● **READING TEXT**:

In the preferred embodiment, neither the frequencies nor the precise modulation used nor the formatting is modified to keep the conversion from the radio path signal to the signal on the cable as simple and straightforward as possible. While the purpose of using the radio path is to defer the expense of insertion of diplexing filters and reverse amplifiers throughout the entire cable system path until enough two way users are present to justify the common expenditure of the plant upgrade, there will be instances where the radio path alone will suffice forever and the full upstream cable conversion be indefinitely deferred.

BRIEF DESCRIPTION OF THE DRAWINGS

The operation of this invention can be best visualized by reference to the drawings.

Figure 1 shows a block diagram of a standard one-way cable TV network that has been upgraded into a two-way system by adding a radio return link.

Figure 2 is a circuit diagram of a transmitter applique unit and its connection to the two-way cable modem.

Figure 3 is a circuit diagram of the receiving site frequency downconverter.

Figure 4 is a circuit diagram of a receiver applique.

Figure 5 shows a block diagram of a standard one-way cable TV network that has been upgraded according to the present invention with a radio return link for enabling two-way communications .

● **PROVIDED MATERIAL**:
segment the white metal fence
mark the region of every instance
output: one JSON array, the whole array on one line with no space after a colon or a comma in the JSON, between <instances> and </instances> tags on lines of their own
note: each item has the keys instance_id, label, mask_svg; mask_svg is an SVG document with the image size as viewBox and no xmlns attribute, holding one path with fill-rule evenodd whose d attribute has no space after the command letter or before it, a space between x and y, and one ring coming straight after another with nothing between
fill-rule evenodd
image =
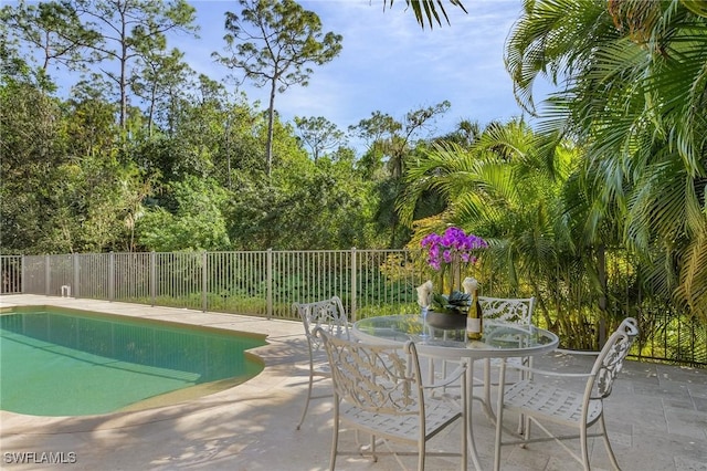
<instances>
[{"instance_id":1,"label":"white metal fence","mask_svg":"<svg viewBox=\"0 0 707 471\"><path fill-rule=\"evenodd\" d=\"M356 320L416 311L420 260L405 250L357 249L3 255L2 292L278 318L294 318L293 302L337 295Z\"/></svg>"},{"instance_id":2,"label":"white metal fence","mask_svg":"<svg viewBox=\"0 0 707 471\"><path fill-rule=\"evenodd\" d=\"M341 297L351 321L414 313L419 308L415 286L433 275L423 253L408 250L0 255L0 264L1 294L84 297L293 320L292 303L334 295ZM495 285L493 273L477 278L485 281L483 291L490 295L538 297L540 325L555 323L561 329L561 322L585 318L587 324L577 324L577 332L559 332L567 345L585 348L572 343L572 335L601 339L592 317L598 308L597 293L589 283L583 291L576 290L581 285L579 280L566 276L573 290L558 284L560 287L552 291L548 283L532 292L504 292ZM631 296L632 290L621 285L626 279L619 276L611 283L612 302L606 312L619 318L640 318L640 356L707 365L707 326L669 304Z\"/></svg>"}]
</instances>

● **SHORT PROBLEM**: Reproduce word for word everything in the cable return-link passage above, from "In the preferred" down to "to the drawings.".

● **EXERCISE OUTPUT**:
In the preferred embodiment, neither the frequencies nor the precise modulation used nor the formatting is modified to keep the conversion from the radio path signal to the signal on the cable as simple and straightforward as possible. While the purpose of using the radio path is to defer the expense of insertion of diplexing filters and reverse amplifiers throughout the entire cable system path until enough two way users are present to justify the common expenditure of the plant upgrade, there will be instances where the radio path alone will suffice forever and the full upstream cable conversion be indefinitely deferred.

BRIEF DESCRIPTION OF THE DRAWINGS

The operation of this invention can be best visualized by reference to the drawings.